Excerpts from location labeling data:
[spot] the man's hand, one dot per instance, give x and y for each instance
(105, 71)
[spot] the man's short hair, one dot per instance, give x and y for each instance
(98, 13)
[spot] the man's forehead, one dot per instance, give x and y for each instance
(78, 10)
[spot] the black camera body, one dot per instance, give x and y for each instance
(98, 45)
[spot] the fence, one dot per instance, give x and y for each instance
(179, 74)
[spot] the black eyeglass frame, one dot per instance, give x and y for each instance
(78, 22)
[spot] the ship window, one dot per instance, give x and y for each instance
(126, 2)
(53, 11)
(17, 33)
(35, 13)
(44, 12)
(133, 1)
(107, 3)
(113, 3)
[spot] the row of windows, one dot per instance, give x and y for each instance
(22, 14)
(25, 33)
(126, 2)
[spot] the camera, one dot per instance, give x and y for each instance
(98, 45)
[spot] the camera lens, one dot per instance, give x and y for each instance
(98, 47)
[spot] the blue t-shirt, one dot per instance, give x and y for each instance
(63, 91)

--

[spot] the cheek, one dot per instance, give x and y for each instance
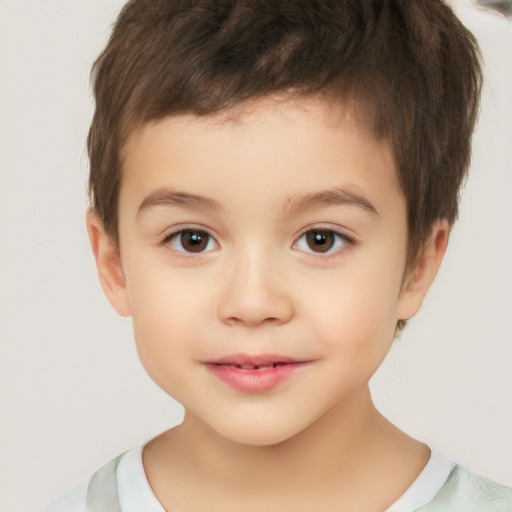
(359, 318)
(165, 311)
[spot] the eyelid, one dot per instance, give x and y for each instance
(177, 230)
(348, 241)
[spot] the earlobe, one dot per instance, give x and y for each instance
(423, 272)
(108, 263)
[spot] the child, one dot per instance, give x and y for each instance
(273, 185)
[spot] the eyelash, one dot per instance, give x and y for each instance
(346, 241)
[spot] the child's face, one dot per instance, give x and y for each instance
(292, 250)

Aim>
Which lines in the listing contain the word "child"? Copy each of them out.

Output>
[spot] the child, one dot per instance, give x and y for each instance
[spot] the child's face, one dot per instance, give x and y for each instance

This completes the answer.